Exercise instructions
Convert every line of the records below into a JSON list of strings, one string per line, leaving out blank lines.

Material for this task
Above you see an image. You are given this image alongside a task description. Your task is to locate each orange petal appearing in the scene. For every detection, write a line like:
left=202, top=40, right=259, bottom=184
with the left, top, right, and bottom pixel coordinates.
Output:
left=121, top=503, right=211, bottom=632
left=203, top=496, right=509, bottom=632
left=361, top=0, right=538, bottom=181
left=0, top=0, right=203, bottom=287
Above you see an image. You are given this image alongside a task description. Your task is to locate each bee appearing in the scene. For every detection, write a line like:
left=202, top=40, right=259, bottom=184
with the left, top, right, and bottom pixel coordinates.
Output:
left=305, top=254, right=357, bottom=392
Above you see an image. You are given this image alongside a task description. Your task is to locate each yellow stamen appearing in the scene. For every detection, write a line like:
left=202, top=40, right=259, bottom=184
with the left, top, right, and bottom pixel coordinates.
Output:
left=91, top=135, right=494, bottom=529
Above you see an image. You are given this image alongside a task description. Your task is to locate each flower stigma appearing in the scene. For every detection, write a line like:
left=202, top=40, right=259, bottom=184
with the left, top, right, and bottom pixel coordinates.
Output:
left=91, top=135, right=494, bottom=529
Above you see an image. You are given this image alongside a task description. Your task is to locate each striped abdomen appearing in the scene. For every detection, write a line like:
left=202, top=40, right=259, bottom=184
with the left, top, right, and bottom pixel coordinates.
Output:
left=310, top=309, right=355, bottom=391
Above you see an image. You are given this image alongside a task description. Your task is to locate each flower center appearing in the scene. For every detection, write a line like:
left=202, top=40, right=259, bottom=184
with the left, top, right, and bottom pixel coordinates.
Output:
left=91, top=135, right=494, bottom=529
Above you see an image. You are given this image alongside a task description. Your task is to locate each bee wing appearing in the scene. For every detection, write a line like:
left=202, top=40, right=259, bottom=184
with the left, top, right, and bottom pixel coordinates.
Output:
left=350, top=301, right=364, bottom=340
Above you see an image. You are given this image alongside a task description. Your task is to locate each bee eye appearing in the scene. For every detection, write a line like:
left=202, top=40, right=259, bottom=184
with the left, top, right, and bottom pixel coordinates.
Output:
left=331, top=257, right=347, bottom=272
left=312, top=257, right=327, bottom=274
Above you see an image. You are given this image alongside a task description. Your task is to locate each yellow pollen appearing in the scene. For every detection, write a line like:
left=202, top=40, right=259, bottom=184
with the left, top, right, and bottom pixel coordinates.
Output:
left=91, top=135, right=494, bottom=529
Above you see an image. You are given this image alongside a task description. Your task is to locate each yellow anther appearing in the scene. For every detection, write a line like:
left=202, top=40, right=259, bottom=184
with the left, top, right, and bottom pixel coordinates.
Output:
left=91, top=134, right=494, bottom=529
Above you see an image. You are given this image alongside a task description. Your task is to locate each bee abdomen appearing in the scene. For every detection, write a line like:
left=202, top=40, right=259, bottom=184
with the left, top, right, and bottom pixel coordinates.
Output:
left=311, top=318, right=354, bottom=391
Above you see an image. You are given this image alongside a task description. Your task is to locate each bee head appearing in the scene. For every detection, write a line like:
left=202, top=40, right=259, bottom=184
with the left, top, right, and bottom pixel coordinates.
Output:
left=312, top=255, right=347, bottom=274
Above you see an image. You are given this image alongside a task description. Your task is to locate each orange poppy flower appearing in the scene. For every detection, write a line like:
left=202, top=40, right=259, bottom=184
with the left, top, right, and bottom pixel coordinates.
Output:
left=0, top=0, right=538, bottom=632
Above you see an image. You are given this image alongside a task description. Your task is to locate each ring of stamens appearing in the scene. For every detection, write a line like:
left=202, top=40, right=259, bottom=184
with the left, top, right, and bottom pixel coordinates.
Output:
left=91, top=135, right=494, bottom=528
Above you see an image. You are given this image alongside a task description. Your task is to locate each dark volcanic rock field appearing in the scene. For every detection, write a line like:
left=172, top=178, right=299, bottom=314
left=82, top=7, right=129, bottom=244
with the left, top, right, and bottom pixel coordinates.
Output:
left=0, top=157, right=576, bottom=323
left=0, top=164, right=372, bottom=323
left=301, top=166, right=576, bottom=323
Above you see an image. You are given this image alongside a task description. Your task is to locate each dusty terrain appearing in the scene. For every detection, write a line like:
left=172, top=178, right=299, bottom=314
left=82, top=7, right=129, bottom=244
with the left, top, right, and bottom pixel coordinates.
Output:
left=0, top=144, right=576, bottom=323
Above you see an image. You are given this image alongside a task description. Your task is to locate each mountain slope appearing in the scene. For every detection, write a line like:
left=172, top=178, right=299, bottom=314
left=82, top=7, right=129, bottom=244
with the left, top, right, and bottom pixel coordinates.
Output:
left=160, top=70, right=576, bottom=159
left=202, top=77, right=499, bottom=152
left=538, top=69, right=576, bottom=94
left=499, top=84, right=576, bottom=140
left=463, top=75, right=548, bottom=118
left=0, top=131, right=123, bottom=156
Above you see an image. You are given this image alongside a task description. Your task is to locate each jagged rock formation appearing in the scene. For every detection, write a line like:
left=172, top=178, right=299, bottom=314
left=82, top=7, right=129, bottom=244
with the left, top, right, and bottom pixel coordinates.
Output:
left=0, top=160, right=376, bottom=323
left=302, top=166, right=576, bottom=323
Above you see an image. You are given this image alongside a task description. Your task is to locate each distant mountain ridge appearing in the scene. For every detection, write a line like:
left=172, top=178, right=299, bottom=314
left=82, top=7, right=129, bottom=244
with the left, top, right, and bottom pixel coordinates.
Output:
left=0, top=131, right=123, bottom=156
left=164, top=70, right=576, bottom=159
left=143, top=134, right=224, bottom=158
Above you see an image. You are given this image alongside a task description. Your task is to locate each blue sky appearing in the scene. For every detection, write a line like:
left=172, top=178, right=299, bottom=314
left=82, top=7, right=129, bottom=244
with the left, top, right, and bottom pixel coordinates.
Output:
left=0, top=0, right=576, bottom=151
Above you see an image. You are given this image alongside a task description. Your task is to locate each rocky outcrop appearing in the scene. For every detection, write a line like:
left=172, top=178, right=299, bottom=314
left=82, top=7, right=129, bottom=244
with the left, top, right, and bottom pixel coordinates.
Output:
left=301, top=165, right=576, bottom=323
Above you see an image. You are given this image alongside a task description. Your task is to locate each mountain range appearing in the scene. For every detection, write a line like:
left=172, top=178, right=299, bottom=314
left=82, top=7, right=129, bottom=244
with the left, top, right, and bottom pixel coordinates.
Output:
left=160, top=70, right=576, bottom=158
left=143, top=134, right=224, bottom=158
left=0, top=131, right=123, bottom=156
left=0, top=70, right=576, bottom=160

Reply
[
  "Above you see an image. You are given this image alongside a task description. Your task is to locate each orange petal appearing in the scene. For every detection, write a line like:",
  "left=202, top=40, right=259, bottom=184",
  "with the left, top, right, and bottom pixel coordinates.",
  "Output:",
  "left=121, top=503, right=211, bottom=632",
  "left=203, top=496, right=509, bottom=632",
  "left=361, top=0, right=538, bottom=181",
  "left=0, top=0, right=203, bottom=287",
  "Above you see an image. You are given this image alongside a task description. Your task is to locate each bee appearing in the scene. For every detection, write a line like:",
  "left=202, top=40, right=259, bottom=184",
  "with the left, top, right, and bottom pixel coordinates.",
  "Output:",
  "left=305, top=254, right=357, bottom=392",
  "Above you see an image. You are given this image alongside a task description. Your task is to locate each yellow stamen appearing in the scene. For every detection, write a line like:",
  "left=202, top=40, right=259, bottom=184",
  "with the left, top, right, and bottom pixel coordinates.",
  "Output:",
  "left=91, top=135, right=494, bottom=529",
  "Above you see an image. You are given this image alongside a task description. Your task is to locate each flower stigma appearing in the scene. For every detection, write a line like:",
  "left=202, top=40, right=259, bottom=184",
  "with the left, top, right, and bottom pixel coordinates.",
  "Output:",
  "left=91, top=135, right=494, bottom=529",
  "Above you see an image. You are given this image alongside a task description. Your task is to locate each striped abdomen appearing in the scene. For every detection, write a line like:",
  "left=202, top=40, right=259, bottom=184",
  "with the left, top, right, and bottom pixel coordinates.",
  "Output:",
  "left=310, top=309, right=355, bottom=391",
  "Above you see an image. You are given this image alongside a task description. Your task is to locate each flower center appearing in the scene. For every detection, write a line like:",
  "left=202, top=40, right=259, bottom=184",
  "with the left, top, right, and bottom pixel coordinates.",
  "Output:",
  "left=91, top=135, right=494, bottom=529",
  "Above you see an image. You are given this image alongside a task description. Your task is to locate each bee wing appearing in the scene. For every detection, write a line like:",
  "left=202, top=40, right=259, bottom=184",
  "with the left, top, right, and bottom pixel coordinates.",
  "Output:",
  "left=350, top=301, right=364, bottom=340",
  "Above you see an image. You are given this image alongside a task description. Your task is to locate each bee eye appearing in the scene. For every detection, write a line like:",
  "left=202, top=40, right=259, bottom=184",
  "with the left, top, right, and bottom pixel coordinates.",
  "Output:",
  "left=331, top=257, right=347, bottom=272",
  "left=312, top=257, right=327, bottom=274",
  "Above you see an image. You are given this image alongside a task description. Your task is to locate each yellow pollen appearing in the scene. For every detection, write a line like:",
  "left=202, top=40, right=259, bottom=184",
  "with the left, top, right, and bottom pixel coordinates.",
  "Output:",
  "left=91, top=135, right=494, bottom=529",
  "Above you see an image. You are given this image alongside a task description. Your task is to locate each yellow anther appearing in the scene. For every detection, write a line like:",
  "left=202, top=40, right=259, bottom=184",
  "with the left, top, right, and bottom pixel coordinates.",
  "Output:",
  "left=91, top=134, right=494, bottom=529",
  "Above you see an image. You are given this image alongside a task description. Your task is to locate each bee abdomen appearing in the scene. For every detection, write a line like:",
  "left=202, top=40, right=259, bottom=184",
  "with the left, top, right, and bottom pixel coordinates.",
  "Output:",
  "left=311, top=318, right=354, bottom=391",
  "Above you see an image. You are given this image alongside a task description. Your task is to locate each bee head appearing in the scene. For every detection, write a line like:",
  "left=202, top=40, right=259, bottom=184",
  "with the left, top, right, and bottom pixel coordinates.",
  "Output:",
  "left=312, top=255, right=347, bottom=274",
  "Above you see an image. You are given this image alongside a task description. Your task is to locate each orange poppy flower appearing in the scene. For every detection, write a line like:",
  "left=202, top=40, right=259, bottom=184",
  "with the left, top, right, and bottom pixel coordinates.",
  "Output:",
  "left=0, top=0, right=538, bottom=632",
  "Above you see an image. You are given this image alongside a task description. Your task is to locate each ring of stamens appearing in the scene. For every detection, write a line like:",
  "left=202, top=40, right=259, bottom=184",
  "with the left, top, right, and bottom pixel coordinates.",
  "Output:",
  "left=91, top=135, right=494, bottom=528",
  "Above you see an image. You are given this image alongside a task description. Your task is to locate each dark volcanic rock field appearing in the scene. For every detection, write a line like:",
  "left=172, top=178, right=299, bottom=314",
  "left=82, top=7, right=129, bottom=244",
  "with the left, top, right, and bottom pixel coordinates.",
  "Output:",
  "left=0, top=157, right=576, bottom=323",
  "left=0, top=164, right=372, bottom=323",
  "left=301, top=166, right=576, bottom=323",
  "Above you see an image. You are given this image alongside a task description. Your task is to locate each dusty terrain appearing in the scene. For every detection, write a line like:",
  "left=172, top=178, right=299, bottom=314",
  "left=82, top=7, right=129, bottom=244",
  "with the left, top, right, and bottom pixel coordinates.",
  "Output:",
  "left=0, top=144, right=576, bottom=323",
  "Above you see an image. You are given this image alongside a task description. Your task is to locate each mountain slope appearing in the scene. For every detection, write a line like:",
  "left=172, top=178, right=299, bottom=314",
  "left=82, top=7, right=129, bottom=244",
  "with the left, top, right, and bottom pixel coordinates.",
  "Output:",
  "left=160, top=70, right=576, bottom=159",
  "left=202, top=77, right=499, bottom=152",
  "left=538, top=69, right=576, bottom=94",
  "left=499, top=84, right=576, bottom=140",
  "left=463, top=75, right=548, bottom=118",
  "left=0, top=131, right=123, bottom=156",
  "Above you see an image. You are given this image alongside a task description. Your task is to locate each jagged rock formation appearing in the scene. For every detection, write a line like:",
  "left=172, top=178, right=299, bottom=314",
  "left=82, top=7, right=129, bottom=244",
  "with the left, top, right, and bottom pixel coordinates.",
  "Output:",
  "left=0, top=160, right=376, bottom=323",
  "left=302, top=166, right=576, bottom=323",
  "Above you see an image. You are given this image alongside a task description. Your task is to locate each distant mountain ridge appearing in the scene. For every detection, write a line like:",
  "left=172, top=178, right=299, bottom=314",
  "left=82, top=7, right=129, bottom=244",
  "with the left, top, right, and bottom pixel coordinates.",
  "Output:",
  "left=0, top=131, right=123, bottom=156",
  "left=164, top=70, right=576, bottom=159",
  "left=143, top=134, right=224, bottom=158",
  "Above you see an image. You are given this image alongside a task description. Your task is to locate each blue sky appearing in the scene. For every detection, write a line like:",
  "left=172, top=178, right=299, bottom=314",
  "left=82, top=7, right=129, bottom=244",
  "with the left, top, right, and bottom pixel coordinates.",
  "Output:",
  "left=0, top=0, right=576, bottom=151",
  "Above you see an image. You are given this image alongside a task description. Your task is to locate each rocky outcrop appearing in the scene. For every detection, write a line like:",
  "left=172, top=178, right=299, bottom=314",
  "left=82, top=7, right=129, bottom=244",
  "with the left, top, right, and bottom pixel coordinates.",
  "Output:",
  "left=301, top=165, right=576, bottom=323",
  "Above you see an image. You are given this image alongside a task description. Your task is to locate each mountain range appearing in the scene. For every detection, write a line like:",
  "left=172, top=178, right=299, bottom=314",
  "left=82, top=7, right=129, bottom=244",
  "with the left, top, right, and bottom pixel coordinates.",
  "Output:",
  "left=160, top=70, right=576, bottom=158",
  "left=143, top=134, right=224, bottom=158",
  "left=0, top=131, right=123, bottom=156",
  "left=0, top=70, right=576, bottom=160"
]